= WHAT NEEDS TO BE DONE =
State how many lines of the entries below contain the string "phrase", matching case exactly, and give only that number.

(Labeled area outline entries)

● ● ● ● ● ● ●

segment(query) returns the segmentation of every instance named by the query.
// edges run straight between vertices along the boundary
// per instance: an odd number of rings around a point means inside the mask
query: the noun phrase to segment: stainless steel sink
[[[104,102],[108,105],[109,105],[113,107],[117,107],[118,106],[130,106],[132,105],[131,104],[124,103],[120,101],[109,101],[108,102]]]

● ● ● ● ● ● ●

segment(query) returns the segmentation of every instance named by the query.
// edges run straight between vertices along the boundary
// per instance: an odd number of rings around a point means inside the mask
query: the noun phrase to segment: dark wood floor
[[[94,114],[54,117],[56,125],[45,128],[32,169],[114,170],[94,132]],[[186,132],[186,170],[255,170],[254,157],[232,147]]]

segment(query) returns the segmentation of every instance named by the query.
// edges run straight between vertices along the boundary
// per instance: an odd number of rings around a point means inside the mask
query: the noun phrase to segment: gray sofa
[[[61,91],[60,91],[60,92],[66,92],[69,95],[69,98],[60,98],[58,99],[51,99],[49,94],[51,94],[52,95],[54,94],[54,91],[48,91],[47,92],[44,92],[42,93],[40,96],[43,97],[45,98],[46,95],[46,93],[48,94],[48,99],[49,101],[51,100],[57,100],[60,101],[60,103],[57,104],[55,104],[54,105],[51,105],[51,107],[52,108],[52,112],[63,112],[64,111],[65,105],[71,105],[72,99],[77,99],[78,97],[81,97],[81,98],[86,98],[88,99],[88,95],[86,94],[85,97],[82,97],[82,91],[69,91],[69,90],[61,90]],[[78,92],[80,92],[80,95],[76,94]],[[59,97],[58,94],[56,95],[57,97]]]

● ● ● ● ● ● ●

= CORRECT ANSWER =
3